◆ **WORK TO BE COMPLETED**: Format the lines of the records below as a Markdown table with the columns "Num" and "Line", numbering each row and leaving out blank lines. Cover only the lines starting with the one containing "409, row 27." and going on through the one containing "column 333, row 312", both included.

◆ **DATASET ROWS**:
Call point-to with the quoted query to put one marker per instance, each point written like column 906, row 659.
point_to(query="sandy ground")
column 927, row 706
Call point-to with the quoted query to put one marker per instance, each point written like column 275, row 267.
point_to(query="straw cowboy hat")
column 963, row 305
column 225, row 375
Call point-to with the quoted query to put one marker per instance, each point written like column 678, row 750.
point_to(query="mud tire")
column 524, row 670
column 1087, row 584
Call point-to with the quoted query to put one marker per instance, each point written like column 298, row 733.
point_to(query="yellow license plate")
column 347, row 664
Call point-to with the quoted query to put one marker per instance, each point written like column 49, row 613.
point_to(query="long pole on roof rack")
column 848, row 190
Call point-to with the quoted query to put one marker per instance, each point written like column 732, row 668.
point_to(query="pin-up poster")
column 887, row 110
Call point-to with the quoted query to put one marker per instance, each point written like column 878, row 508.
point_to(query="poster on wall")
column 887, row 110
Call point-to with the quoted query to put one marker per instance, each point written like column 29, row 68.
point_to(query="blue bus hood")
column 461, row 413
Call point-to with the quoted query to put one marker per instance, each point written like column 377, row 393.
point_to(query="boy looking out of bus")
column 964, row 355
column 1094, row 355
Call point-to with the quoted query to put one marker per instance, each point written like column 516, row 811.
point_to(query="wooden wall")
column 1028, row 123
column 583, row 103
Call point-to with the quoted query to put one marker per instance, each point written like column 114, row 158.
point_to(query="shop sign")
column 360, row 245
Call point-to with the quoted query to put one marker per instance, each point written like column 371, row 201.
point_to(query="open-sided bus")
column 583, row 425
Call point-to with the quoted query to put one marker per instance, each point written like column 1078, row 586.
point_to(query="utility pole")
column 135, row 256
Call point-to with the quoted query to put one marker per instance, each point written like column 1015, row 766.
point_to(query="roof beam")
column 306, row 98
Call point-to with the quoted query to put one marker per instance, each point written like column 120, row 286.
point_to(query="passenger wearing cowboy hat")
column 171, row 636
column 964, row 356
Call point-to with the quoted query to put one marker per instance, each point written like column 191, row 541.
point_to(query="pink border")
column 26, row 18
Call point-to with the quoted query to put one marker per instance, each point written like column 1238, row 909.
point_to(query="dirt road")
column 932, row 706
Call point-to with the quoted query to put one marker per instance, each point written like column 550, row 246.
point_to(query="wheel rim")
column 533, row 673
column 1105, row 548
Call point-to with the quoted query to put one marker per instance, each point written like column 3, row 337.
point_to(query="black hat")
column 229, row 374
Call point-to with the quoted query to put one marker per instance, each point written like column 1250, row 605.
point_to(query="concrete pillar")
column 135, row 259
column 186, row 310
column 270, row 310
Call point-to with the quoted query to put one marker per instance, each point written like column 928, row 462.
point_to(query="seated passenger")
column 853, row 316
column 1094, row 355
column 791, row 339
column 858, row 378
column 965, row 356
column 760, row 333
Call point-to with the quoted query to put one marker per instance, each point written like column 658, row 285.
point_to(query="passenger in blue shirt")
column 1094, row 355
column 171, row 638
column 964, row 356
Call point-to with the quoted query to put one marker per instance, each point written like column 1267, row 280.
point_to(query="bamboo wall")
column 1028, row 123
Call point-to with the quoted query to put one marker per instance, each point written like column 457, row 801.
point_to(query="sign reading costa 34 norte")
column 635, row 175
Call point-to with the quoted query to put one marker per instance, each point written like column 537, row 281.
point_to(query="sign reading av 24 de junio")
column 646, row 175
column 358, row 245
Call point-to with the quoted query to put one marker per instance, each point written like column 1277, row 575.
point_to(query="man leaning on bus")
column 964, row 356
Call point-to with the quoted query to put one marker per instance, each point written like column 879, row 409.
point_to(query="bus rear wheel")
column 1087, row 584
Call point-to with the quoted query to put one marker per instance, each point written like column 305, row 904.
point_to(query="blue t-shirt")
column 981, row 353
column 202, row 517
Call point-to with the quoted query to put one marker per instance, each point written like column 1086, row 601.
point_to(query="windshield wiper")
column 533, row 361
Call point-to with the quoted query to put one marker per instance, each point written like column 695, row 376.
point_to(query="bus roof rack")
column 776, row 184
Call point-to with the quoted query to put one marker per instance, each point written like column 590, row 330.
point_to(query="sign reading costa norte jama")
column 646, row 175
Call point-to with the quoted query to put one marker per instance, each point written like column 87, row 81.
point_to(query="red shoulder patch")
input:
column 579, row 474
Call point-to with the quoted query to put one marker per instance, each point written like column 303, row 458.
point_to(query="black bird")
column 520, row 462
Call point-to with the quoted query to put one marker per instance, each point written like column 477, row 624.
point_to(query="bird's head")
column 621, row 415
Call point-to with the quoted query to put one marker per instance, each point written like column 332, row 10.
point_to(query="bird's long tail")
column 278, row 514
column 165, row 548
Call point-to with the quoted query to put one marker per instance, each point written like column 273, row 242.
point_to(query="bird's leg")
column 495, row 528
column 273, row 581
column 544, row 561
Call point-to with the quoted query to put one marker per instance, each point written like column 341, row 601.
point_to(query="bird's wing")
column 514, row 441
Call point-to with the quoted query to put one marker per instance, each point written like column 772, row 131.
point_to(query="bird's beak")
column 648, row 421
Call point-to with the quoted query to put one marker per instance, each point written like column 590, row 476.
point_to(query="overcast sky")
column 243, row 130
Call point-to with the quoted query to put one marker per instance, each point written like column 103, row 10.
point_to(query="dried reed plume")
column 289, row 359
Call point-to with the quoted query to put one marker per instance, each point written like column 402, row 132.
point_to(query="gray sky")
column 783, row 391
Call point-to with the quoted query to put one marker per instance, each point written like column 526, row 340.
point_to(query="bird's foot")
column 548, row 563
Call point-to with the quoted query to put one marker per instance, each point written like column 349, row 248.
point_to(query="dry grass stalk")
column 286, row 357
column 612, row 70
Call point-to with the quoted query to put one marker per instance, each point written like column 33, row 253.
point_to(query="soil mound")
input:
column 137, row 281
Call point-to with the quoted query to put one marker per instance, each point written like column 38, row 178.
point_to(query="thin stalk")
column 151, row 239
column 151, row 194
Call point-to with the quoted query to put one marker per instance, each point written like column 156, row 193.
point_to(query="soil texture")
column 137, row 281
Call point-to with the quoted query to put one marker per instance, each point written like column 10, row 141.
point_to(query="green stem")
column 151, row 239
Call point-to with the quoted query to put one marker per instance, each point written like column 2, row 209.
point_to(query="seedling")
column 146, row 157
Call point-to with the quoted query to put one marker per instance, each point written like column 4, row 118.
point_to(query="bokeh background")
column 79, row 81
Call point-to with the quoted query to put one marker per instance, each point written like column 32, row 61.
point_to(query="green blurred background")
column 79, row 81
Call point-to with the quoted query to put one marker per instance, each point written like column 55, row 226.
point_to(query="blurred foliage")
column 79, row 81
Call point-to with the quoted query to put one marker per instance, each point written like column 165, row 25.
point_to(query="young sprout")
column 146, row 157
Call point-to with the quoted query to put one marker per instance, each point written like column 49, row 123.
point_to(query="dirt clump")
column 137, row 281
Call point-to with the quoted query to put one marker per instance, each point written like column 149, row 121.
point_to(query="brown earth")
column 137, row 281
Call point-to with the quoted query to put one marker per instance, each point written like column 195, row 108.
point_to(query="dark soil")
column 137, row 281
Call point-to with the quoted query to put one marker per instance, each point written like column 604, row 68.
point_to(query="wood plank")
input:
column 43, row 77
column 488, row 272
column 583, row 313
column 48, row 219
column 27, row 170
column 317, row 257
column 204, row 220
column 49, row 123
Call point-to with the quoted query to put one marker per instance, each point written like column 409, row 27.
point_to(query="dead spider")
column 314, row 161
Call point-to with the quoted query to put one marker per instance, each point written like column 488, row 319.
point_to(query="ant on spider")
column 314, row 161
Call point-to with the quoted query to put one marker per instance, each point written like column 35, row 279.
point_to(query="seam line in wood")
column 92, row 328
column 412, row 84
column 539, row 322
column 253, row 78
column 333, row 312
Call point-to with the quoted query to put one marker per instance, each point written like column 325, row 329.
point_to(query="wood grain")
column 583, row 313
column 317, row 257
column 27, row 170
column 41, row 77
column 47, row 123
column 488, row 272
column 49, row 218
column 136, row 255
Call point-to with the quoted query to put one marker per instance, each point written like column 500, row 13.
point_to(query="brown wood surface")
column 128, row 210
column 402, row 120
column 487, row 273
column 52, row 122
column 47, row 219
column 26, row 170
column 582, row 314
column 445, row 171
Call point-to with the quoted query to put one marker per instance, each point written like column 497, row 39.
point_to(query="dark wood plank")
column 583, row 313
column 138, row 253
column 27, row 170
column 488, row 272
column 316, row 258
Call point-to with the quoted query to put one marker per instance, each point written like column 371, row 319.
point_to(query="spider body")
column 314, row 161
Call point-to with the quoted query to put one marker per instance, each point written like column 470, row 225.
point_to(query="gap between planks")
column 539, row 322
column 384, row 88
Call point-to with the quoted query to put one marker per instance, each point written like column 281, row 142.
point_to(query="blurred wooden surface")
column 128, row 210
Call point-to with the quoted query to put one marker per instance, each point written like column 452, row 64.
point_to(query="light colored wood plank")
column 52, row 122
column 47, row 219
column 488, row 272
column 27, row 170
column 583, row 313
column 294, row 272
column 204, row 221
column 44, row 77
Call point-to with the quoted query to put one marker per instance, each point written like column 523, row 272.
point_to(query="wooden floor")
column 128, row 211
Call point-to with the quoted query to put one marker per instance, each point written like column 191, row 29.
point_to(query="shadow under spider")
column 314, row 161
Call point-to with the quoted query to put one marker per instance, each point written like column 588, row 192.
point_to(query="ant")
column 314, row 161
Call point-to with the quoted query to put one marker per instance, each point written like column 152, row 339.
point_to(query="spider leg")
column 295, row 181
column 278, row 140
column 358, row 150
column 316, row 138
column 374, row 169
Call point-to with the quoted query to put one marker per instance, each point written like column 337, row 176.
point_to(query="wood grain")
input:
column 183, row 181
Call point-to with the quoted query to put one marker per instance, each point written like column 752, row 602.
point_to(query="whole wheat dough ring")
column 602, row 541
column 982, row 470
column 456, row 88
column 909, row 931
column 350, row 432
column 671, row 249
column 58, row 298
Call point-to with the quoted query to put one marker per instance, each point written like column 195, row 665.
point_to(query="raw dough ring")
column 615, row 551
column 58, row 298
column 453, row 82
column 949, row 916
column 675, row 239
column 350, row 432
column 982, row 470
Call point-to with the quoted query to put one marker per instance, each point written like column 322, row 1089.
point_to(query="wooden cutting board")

◆ **RESULT BELOW**:
| Num | Line |
|---|---|
| 1 | Call point-to with the quoted query to put one marker per instance, each point written like column 409, row 27. |
| 2 | point_to(query="dead spider") |
| 3 | column 314, row 161 |
| 4 | Call point-to with the quoted query to put one marker per instance, each point written like column 488, row 319. |
| 5 | point_to(query="ant on spider") |
| 6 | column 314, row 161 |
| 7 | Call point-to with the quoted query to put one marker per instance, each point written like column 35, row 279. |
| 8 | point_to(query="seam line in wood") |
| 9 | column 92, row 328 |
| 10 | column 412, row 84 |
| 11 | column 539, row 322 |
| 12 | column 253, row 78 |
| 13 | column 333, row 312 |